----- PASSAGE GIVEN

Models are only supplied directly from Minerva (standard
DC) or from EDM Models who are supplying with added DCC
or DCC and sound. I pre-ordered a standard plain black version
from Minerva. There is a choice of the black, a dark Brunswick
Green (GWR) and a light green lined in black and white, similar
to one of the options for the Hudswell Clarke. What you
actually get in a very substantial double box is, I think, one of
the late surviving GWR examples in whatever colour, with a
choice of three dome/safety valves and a comprehensive set
of brass etched GWR plates for the early numbering, later
renumbering and BR days plus smoke box number plates. This
etch also contains two flat brass rectangles to make the cab
side sliding shutters and a full set of GWR style lamp irons
which you have to position and fit (and paint) yourself. These
irons are of course the GWR side fitting style, there are no
conventional irons for slot on the back lamps though as far as
I can see Peckett fitted one on the saddle tank front just below
the top and another above the waist band on the cab rear on
their industrial versions.
The choice of domes is a late type with pop safety valves, a
version with Salter safety valves, with which Peckett persisted
after most other makers had changed and a fancy dome used
on several of the small industrial locos that the GWR took
over.
There was an article and drawing by Ian Beattie published in
Railway Modeller for October 1989, which I suspect has more
than a little influence on this model. There is a photograph of
1143 taken in 1953 in this article and another of the same loco,
but the other side, at the same time in Russell’s GW Absorbed
Locomotives, now that must be a first. Note that at this date
1143 carried much bigger Swindon style injectors. Peckett &
Sons Ltd, An Album of Official Photographs compiled by
Andrew Smith and published by the Industrial Railway Society
also has pictures, but they are what the title says and are
almost all in photographic grey and not necessarily how the
loco reached its buyer. Note that the number which Peckett
painted on the tank for the works photograph might not
belong to that locomotive. A search on the internet will turn up
more pictures. Photographs of 1143 and Beattie’s drawing
show a plain topped dome still with Salter valves, many of the
works photos show a highly polished (brass?) dome with a lip,
rather like the top of a chimney. Now whether some poor
apprentice was sent off to polish a suitable one for the works
photo and the buyer got something else, who knows, but there
are several pictures on the internet of other Pecketts in
preservation with this lipped dome. Beattie's drawing shows
the chimney just taller than the plain dome, whereas from
photos, I think the chimney on the industrials looks to be a
fraction taller again.

----------

EXERCISE TASK 1: Summarize the passage on the Minerva Peckett model in two sentences.
EXERCISE TASK 2: Resume the passage on the Minerva Peckett model after its final sentence.
The items after this point come from a different source.

----- GIVEN RECORDS

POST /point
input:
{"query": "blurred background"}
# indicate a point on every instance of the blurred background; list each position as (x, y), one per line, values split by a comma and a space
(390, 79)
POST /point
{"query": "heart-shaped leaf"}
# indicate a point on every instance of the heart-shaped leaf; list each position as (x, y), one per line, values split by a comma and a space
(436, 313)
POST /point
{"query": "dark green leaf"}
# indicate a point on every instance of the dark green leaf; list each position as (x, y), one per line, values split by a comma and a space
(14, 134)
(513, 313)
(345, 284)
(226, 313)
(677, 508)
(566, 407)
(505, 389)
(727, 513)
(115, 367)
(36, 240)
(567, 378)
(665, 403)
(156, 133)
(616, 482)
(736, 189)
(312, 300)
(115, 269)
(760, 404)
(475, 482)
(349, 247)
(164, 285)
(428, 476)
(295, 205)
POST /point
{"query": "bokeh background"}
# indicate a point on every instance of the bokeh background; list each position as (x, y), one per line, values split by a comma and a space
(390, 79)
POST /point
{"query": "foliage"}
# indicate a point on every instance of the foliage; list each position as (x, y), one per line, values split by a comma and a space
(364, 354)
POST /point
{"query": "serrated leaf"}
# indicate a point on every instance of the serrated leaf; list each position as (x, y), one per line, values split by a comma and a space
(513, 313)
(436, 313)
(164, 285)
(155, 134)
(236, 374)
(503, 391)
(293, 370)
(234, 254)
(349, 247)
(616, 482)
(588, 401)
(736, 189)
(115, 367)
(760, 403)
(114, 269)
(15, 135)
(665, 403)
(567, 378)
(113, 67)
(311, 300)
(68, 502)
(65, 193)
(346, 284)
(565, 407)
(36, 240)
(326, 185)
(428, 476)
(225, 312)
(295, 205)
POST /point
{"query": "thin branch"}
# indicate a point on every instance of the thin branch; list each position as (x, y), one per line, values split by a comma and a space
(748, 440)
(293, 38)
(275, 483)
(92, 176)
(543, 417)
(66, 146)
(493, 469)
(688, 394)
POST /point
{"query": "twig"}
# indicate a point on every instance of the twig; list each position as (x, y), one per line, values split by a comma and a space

----------

EXERCISE OUTPUT 1: The model is supplied only by Minerva in standard DC or by EDM Models with added DCC or DCC and sound, in black, dark Brunswick Green or a light green lined in black and white. It comes with a choice of three dome/safety valves and a brass etch of GWR plates, cab side shutters and lamp irons, and the writer compares it with Ian Beattie's 1989 Railway Modeller drawing and photographs showing either a plain topped dome with Salter valves or a polished lipped dome.

EXERCISE OUTPUT 2:
Frank's modified and lined version
I bought a plain black version, although the buffer beam is
red, as are the injectors, associated piping and the sander
operating levers. I've noted that some preserved locos have
these in red, maybe it was Peckett practice but I thought
looked a touch 'Thomasesque'. I'd already decided that I
wanted mine in lined red. Another Peckett practice was to
polish the raised band half way up the cab back and under the
cab side cut outs. The strip is on the model but painted base
colour. You cannot tell from monochrome photos, but this
band looks like polished steel. Keeping it clean must have been
a footplate crew's nightmare and I suspect it didn't survive the
first repaint. This though posed an aesthetic problem. It just
wouldn't look right to have steel band round the cab and a
brass dome. The decision was to some extent made by
breaking one of the plastic knobs holding the curved handrail
on the tank front, I'd specify brass dome and hand rails in my
order to Peckett and have the steel band over-painted.
Minerva say they are testing every one, and mine ran almost
smoothly out of the box. I say almost, watching the loco move
even at very low speed the linear motion was fine, there just
looked to be a slight dither if you watched the wheels turning.
There are fairly basic instructions of how to get the bottom
plate off for lubrication and how to remove the body to add
DCC. Fortunately the body is held together with non stick glue.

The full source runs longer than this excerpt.